# Data records
——

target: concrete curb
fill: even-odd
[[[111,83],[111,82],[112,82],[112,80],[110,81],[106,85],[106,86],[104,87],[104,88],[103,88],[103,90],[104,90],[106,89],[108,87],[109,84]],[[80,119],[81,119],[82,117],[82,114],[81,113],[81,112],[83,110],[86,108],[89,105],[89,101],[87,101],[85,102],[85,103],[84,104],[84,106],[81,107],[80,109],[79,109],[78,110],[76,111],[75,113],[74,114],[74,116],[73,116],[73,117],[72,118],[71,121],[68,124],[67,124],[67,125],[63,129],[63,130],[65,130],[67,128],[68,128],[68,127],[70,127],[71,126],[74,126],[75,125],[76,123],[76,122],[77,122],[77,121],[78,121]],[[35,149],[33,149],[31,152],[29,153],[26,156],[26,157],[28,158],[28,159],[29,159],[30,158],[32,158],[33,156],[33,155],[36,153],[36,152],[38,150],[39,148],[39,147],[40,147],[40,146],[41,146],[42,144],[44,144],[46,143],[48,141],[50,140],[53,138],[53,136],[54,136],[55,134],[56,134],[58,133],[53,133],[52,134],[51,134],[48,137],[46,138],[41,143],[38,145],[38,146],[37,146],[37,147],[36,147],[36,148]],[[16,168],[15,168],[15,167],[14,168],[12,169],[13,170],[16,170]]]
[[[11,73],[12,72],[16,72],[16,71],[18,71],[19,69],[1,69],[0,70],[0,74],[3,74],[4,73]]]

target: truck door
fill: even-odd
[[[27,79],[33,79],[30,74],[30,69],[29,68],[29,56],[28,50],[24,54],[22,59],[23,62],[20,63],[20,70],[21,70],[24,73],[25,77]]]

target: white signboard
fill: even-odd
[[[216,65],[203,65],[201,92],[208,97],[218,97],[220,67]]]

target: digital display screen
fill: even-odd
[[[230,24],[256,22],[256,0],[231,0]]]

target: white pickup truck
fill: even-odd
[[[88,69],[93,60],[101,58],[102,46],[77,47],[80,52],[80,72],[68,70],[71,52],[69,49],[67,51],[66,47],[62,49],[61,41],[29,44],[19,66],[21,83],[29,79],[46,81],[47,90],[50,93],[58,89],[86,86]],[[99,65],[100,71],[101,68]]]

——

# To be done
From the line holding "target: truck door" through the last line above, reproduce each line exactly and add nothing.

# Complete output
target: truck door
fill: even-odd
[[[27,79],[33,79],[30,74],[30,69],[29,68],[29,56],[28,50],[24,54],[22,59],[23,62],[20,63],[20,70],[21,70],[24,73],[25,77]]]

target: white signboard
fill: even-odd
[[[216,65],[203,65],[201,92],[208,97],[218,97],[220,67]]]

target: digital display screen
fill: even-odd
[[[230,24],[256,22],[256,0],[231,0]]]

target: white pickup truck
fill: even-odd
[[[88,69],[93,60],[101,58],[102,46],[77,47],[80,52],[80,72],[68,70],[71,52],[69,49],[67,51],[66,47],[62,49],[61,41],[29,44],[19,66],[21,83],[29,79],[46,81],[47,90],[50,93],[58,89],[86,86]],[[99,65],[100,71],[101,68]]]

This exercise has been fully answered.